Brief: Everything from the line containing "Indicate the dry" through the last line of the records below should be printed exactly, please, and nothing else.

Excerpted data:
# # # # # # #
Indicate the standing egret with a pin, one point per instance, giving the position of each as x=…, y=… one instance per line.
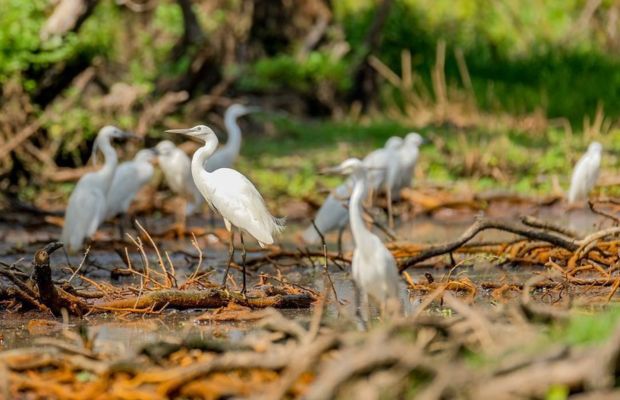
x=233, y=196
x=373, y=266
x=87, y=204
x=384, y=163
x=408, y=157
x=176, y=167
x=129, y=178
x=585, y=173
x=226, y=156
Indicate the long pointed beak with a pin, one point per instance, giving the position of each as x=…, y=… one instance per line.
x=330, y=171
x=51, y=247
x=186, y=131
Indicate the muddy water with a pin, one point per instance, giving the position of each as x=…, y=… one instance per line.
x=19, y=240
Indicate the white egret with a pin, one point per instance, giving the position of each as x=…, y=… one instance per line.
x=333, y=213
x=226, y=156
x=129, y=178
x=373, y=266
x=408, y=157
x=176, y=167
x=87, y=204
x=233, y=196
x=384, y=166
x=585, y=173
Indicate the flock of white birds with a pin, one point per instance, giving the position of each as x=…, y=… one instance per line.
x=208, y=177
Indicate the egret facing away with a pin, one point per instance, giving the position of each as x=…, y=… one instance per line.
x=408, y=157
x=585, y=173
x=226, y=156
x=373, y=266
x=176, y=166
x=129, y=178
x=385, y=166
x=333, y=214
x=87, y=204
x=233, y=196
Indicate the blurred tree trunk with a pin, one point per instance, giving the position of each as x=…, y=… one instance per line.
x=204, y=69
x=68, y=16
x=365, y=84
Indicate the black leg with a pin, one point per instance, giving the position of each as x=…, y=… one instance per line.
x=231, y=253
x=340, y=232
x=243, y=254
x=358, y=308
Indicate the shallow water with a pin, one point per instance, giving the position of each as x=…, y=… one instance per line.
x=116, y=335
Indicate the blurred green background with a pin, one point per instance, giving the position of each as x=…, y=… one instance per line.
x=519, y=77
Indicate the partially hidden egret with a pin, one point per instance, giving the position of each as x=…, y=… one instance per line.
x=408, y=157
x=585, y=173
x=333, y=213
x=373, y=266
x=129, y=178
x=233, y=196
x=176, y=166
x=384, y=166
x=226, y=155
x=87, y=204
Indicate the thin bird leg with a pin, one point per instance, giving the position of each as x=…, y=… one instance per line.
x=357, y=293
x=388, y=194
x=243, y=254
x=231, y=253
x=340, y=233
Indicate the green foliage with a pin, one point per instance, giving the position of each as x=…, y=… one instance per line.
x=286, y=71
x=21, y=48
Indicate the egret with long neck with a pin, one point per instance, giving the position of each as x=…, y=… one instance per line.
x=226, y=156
x=87, y=204
x=233, y=196
x=373, y=266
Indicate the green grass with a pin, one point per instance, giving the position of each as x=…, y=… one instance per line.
x=286, y=163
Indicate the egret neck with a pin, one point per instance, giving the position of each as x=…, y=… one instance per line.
x=358, y=228
x=111, y=160
x=202, y=155
x=233, y=144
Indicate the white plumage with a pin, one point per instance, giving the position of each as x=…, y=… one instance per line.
x=129, y=178
x=231, y=194
x=226, y=155
x=333, y=214
x=176, y=167
x=408, y=157
x=373, y=266
x=585, y=173
x=87, y=203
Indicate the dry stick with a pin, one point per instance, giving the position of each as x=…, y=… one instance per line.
x=537, y=223
x=615, y=219
x=329, y=278
x=485, y=224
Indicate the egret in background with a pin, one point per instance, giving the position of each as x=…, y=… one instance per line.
x=585, y=173
x=87, y=204
x=373, y=267
x=333, y=213
x=175, y=165
x=129, y=178
x=226, y=156
x=384, y=165
x=408, y=157
x=233, y=196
# # # # # # #
Solution for this exercise:
Indicate the dry stick with a pin, one point per instance, giving the position of each as x=…, y=… one instance per line.
x=537, y=223
x=615, y=219
x=329, y=278
x=485, y=224
Indicate the egret in background with a pin, one point per instance, giving the position of each as x=…, y=… one instance per line.
x=585, y=173
x=87, y=204
x=373, y=267
x=333, y=213
x=175, y=165
x=129, y=178
x=226, y=156
x=384, y=165
x=408, y=157
x=233, y=196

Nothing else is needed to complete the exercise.